■ **WHAT IS REQUIRED**:
Look for "Could you please point out the blue" in the listing below, then copy exactly the line it appears in and all lines after it to the end, and nothing more.
# Start of SUPPLIED MATERIAL
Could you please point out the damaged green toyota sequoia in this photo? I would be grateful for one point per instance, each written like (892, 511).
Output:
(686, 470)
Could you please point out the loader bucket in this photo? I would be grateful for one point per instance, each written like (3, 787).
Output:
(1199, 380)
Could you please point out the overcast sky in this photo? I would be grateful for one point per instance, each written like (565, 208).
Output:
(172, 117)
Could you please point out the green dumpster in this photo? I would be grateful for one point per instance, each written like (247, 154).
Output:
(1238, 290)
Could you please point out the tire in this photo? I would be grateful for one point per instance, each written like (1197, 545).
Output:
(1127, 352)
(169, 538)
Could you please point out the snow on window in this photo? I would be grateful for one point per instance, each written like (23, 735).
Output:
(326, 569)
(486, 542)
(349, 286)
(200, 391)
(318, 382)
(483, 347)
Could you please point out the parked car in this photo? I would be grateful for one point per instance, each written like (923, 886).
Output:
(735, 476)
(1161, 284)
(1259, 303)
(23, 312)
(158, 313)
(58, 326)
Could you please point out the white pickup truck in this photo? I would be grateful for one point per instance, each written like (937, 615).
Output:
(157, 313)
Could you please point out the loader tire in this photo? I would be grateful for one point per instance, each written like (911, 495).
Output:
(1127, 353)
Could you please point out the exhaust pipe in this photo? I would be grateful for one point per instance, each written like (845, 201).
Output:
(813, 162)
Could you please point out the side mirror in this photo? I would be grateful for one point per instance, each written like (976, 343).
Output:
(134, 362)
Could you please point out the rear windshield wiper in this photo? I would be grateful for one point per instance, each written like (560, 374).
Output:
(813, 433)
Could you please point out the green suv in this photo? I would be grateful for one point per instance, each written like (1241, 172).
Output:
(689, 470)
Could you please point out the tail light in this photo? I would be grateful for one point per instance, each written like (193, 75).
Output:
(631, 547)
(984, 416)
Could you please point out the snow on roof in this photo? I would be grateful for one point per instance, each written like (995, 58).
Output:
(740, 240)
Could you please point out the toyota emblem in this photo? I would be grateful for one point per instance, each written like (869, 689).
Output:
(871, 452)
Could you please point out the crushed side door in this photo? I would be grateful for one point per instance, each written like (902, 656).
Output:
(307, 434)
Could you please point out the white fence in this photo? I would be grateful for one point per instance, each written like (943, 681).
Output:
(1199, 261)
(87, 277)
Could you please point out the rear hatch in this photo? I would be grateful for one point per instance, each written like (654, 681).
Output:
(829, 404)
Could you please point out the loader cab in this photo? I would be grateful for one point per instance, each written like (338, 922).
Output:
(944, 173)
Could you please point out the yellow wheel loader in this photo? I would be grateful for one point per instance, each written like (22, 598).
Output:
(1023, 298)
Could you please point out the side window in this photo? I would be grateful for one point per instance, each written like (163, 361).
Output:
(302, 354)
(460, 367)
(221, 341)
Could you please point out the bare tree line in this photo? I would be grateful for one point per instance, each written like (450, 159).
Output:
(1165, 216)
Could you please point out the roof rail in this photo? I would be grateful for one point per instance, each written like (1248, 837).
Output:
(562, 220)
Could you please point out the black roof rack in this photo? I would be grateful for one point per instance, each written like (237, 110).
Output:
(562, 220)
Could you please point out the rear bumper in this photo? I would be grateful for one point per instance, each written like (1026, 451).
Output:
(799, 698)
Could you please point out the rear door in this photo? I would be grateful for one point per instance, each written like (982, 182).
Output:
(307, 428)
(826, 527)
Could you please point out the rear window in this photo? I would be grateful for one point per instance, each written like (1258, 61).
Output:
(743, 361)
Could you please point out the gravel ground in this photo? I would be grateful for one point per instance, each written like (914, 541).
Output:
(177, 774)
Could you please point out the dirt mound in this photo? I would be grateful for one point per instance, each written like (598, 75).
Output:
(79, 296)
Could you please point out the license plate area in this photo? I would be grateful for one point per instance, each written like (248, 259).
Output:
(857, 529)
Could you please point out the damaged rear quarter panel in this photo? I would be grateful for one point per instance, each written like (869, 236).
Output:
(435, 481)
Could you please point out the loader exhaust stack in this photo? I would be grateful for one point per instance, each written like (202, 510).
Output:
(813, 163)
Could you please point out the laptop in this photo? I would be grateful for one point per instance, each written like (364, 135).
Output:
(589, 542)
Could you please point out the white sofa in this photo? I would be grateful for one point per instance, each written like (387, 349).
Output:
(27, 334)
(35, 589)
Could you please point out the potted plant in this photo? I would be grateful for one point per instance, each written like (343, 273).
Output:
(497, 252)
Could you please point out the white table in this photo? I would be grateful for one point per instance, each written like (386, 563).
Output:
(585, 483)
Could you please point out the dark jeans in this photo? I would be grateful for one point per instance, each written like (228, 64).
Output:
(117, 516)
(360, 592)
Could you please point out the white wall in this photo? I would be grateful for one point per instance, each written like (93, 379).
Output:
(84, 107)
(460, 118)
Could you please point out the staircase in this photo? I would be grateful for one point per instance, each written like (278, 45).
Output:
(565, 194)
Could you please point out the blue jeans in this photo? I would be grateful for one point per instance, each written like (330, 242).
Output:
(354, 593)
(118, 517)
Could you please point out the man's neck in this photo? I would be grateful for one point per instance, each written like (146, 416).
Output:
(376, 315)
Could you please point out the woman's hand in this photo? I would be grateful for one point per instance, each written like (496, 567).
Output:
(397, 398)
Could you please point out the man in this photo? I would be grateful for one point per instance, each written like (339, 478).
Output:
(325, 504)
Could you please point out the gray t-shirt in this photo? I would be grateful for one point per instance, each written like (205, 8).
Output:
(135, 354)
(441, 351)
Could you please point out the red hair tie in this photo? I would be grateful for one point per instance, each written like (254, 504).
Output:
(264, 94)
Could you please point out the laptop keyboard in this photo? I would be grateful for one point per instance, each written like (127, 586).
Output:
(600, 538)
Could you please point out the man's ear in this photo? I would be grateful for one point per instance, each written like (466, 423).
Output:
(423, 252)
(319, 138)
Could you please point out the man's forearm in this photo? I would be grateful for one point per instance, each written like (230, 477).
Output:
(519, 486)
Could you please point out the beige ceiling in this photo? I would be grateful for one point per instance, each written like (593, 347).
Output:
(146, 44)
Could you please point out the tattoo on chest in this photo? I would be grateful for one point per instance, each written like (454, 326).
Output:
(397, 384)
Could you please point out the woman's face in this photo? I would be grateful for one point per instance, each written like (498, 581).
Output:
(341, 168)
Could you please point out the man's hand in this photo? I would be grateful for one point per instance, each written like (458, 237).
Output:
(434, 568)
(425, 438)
# End of SUPPLIED MATERIAL
■ **TASK RESULT**:
Could you please point out the blue jeans in this photo? I would be grateful for one point per instance, each written like (330, 242).
Output:
(354, 593)
(118, 517)
Could you please point out the man's neck in this photo? I would be grateful for one point per instance, each written like (146, 416).
Output:
(376, 315)
Could you please point out the woman's hand in this photo? I would be grateful for one point per instance, each written like (496, 567).
Output:
(397, 398)
Could you please point out the man in this photo? I would be grateful for one point per instance, each written like (339, 478).
Output:
(325, 504)
Could you please point out the gray t-shirt in this photo? I would be grateful for one point per instance, each written like (205, 8).
Output:
(135, 354)
(441, 351)
Could you please point out the red hair tie in this photo? I would be grateful for one point per instance, each written like (254, 504).
Output:
(264, 94)
Could you please point out the laptop keyboard in this photo? I would be grateful for one point per instance, each written like (127, 586).
Output:
(600, 538)
Could you please point out the man's ear in this photo? I would be grateful for one point per instance, each written like (466, 423).
Output:
(423, 252)
(319, 138)
Could you please point out the man's forearm in this photo? I would be grateful for one point per instance, each written like (230, 477).
Output:
(519, 486)
Could you please point out the beige ceiling in this photo? I would be grateful for one point per instance, each written like (593, 347).
Output:
(146, 44)
Could you please point out the tattoo on chest in this photo? I would be grateful for one point per instance, each written like (454, 326).
Output:
(397, 384)
Could you please point out the woman's face in this photo? I would be grateful for one point per instance, each written like (498, 581).
Output:
(341, 168)
Could you please point out the man's hand in this photo? I would be grateful for one point per instance, each written like (458, 237).
Output:
(434, 568)
(425, 438)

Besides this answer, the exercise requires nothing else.